TEXT SEGMENT:
* Begin *

Thanks Lawson. I tried calling you. That is the one I got. I will check the psi on my gauge tonight. I turned it up a decent amount. Otherwise there was no bubbles.


----------



## effox

You won't see as much bubbles as you do with a diffuser as it really makes it a fine mist and mixes with the outflow. I'd compare kh\ph if you don't have drop checking solutions as you won't be able to gauge it by eye by comparing it to what the diffuser looked like.


----------



## Reckon

When I first tried my atomizer I turned mine up to 20 PSI and felt it was a lot. You'll definitely need to go to at least 30 PSI. You'll see a misting of bubbles once you've achieved the right pressure.

*****You will need to keep an eye on your PSI and bubble count over the next few days. With higher PSI this is where you'll start to see the *true weakness* of the Milwaukee single stage regulator with stock needle valve - namely they aren't reliable for tuning in higher PSI.

What I mean by this is that my first couple times setting up the Atomizer I thought I had set it to 30 PSI with around 3 bubbles/sec only to come home from work the next day to see that the PSI had creeped up to 45 PSI and the tank was getting countless bubbles/sec. Of course my fish were quite "sick."

It's probably safer to set the PSI a bit lower and then each day creep up the pressure.

The negative with atomizers is similar to standard diffusers but with a bit more risk. When atomizers start to clog they put through less CO2; therefore requiring you to turn up the PSI to push more CO2. DO NOT be tempted to do this - clean your atomizer otherwise you might come home from work to see one of 2 outcomes: 1) dead fish or; 2) broken glass bubble counter and empty CO2 tank.

* End *

DATA SUPPLIED:
* Begin *

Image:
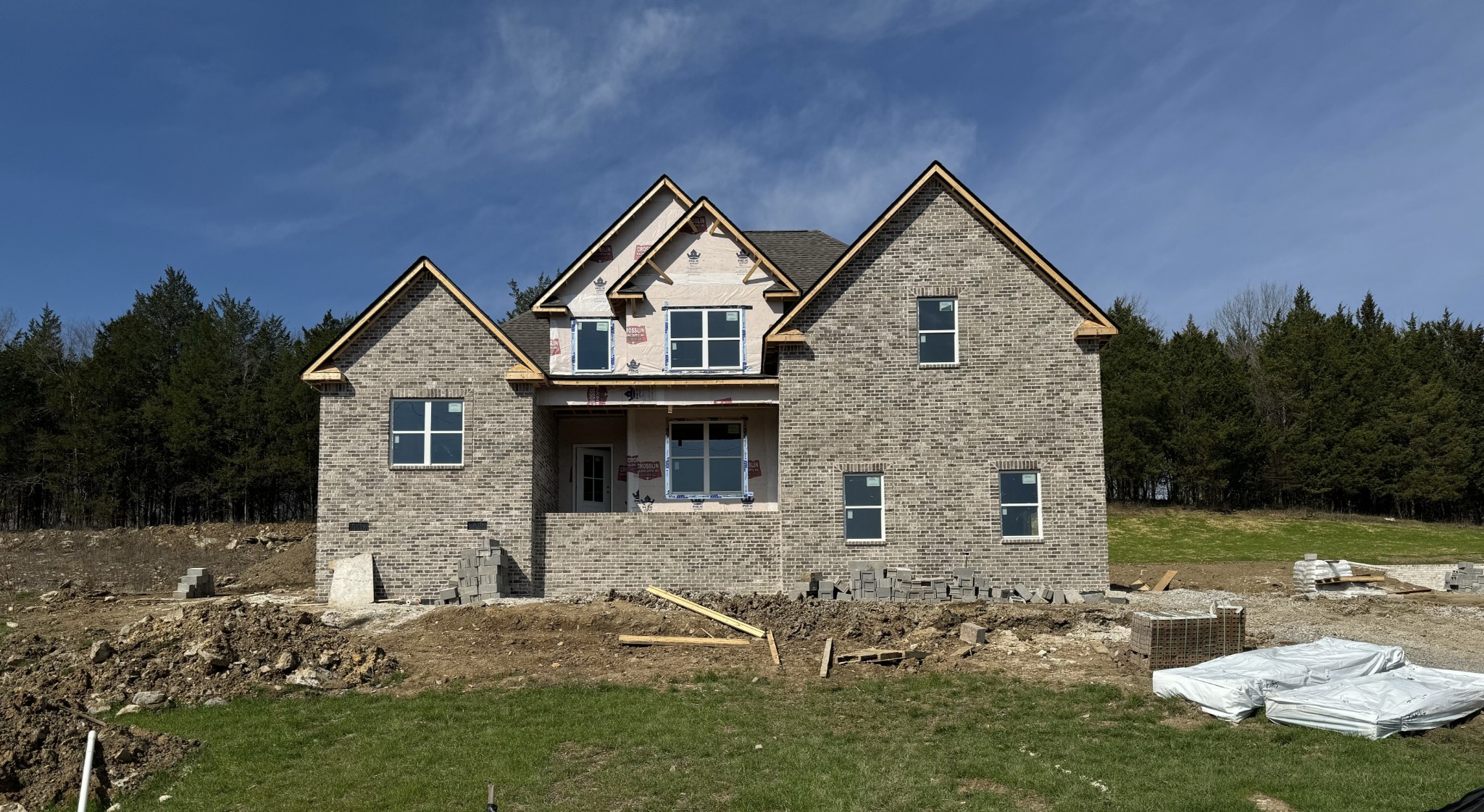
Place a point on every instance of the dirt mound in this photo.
(196, 652)
(42, 744)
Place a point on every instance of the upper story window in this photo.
(593, 345)
(937, 332)
(706, 461)
(1020, 505)
(426, 432)
(705, 339)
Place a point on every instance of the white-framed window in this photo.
(593, 345)
(937, 332)
(705, 339)
(705, 461)
(426, 432)
(864, 508)
(1020, 503)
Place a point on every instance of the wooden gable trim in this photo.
(318, 372)
(937, 171)
(662, 185)
(723, 223)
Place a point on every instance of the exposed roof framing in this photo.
(1097, 322)
(322, 369)
(662, 185)
(720, 223)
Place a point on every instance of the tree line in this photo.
(175, 411)
(181, 410)
(1280, 404)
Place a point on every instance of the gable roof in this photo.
(321, 370)
(545, 304)
(805, 256)
(1097, 322)
(722, 223)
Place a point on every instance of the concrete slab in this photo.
(354, 582)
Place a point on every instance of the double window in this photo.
(426, 432)
(705, 339)
(706, 461)
(593, 345)
(864, 505)
(1020, 505)
(937, 332)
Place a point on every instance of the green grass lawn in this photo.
(1140, 535)
(920, 742)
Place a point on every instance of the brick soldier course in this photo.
(851, 397)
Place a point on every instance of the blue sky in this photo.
(306, 154)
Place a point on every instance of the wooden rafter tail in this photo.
(698, 609)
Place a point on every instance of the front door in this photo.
(593, 482)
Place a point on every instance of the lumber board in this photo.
(698, 609)
(649, 640)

* End *

TASKS TO COMPLETE:
1) According to the CO2 atomizer thread, what is the minimum PSI an atomizer will definitely need?
2) Write the next part of the CO2 atomizer thread, starting after its final sentence.
The items have no role here.

OUTPUTS IN ORDER:
1) At least 30 PSI.

2)
----------



## jbyoung00008

Thanks for all the tips. It sounds like I will need a better regulator. It seemed like a simple switch. I wish I would of asked before I bought one. LOL


----------



## jbyoung00008

What is the best option for adding Co2?


----------



## Reckon

jbyoung00008 said:


> Thanks for all the tips. It sounds like I will need a better regulator. It seemed like a simple switch. I wish I would of asked before I bought one. LOL


Well, I think 90% of us use the Milwaukee or other single stage regulators - even at $110 + tax, it's at least $150-$200 cheaper than the cheapest 2-stage out there. Plus you'd have to ship it in too.


----------



## 2wheelsx2

The only advantage of the dual stage is that as the gas runs out it holds the CO2 pressure steady. I run atomizers and bazooka diffusers at between 40 and 50 PSI to get the proper amount of CO2 diffusion in my tanks and the Milwaukee single stage works just fine. The Praxair dual stage I have has way better control, which is a peace of mind I need for my little ADA cube. For my 125 gallon it doesn't matter if the CO2 level fluctuates a bit as I have very high surface agitation in it and have to inject at a high rate anyway (using a 20 lb tank so it still lasts me a year or more).


----------



## jbyoung00008

2wheelsx2 said:


> The only advantage of the dual stage is that as the gas runs out it holds the CO2 pressure steady. I run atomizers and bazooka diffusers at between 40 and 50 PSI to get the proper amount of CO2 diffusion in my tanks and the Milwaukee single stage works just fine. The Praxair dual stage I have has way better control, which is a peace of mind I need for my little ADA cube. For my 125 gallon it doesn't matter if the CO2 level fluctuates a bit as I have very high surface agitation in it and have to inject at a high rate anyway (using a 20 lb tank so it still lasts me a year or more).


Thanks 2wheelsx. My pressure is at 42lbs right now so that's within your specs. Im glad to hear I have a decent setup. I just need to dial in on the correct amount of bubbles per sec.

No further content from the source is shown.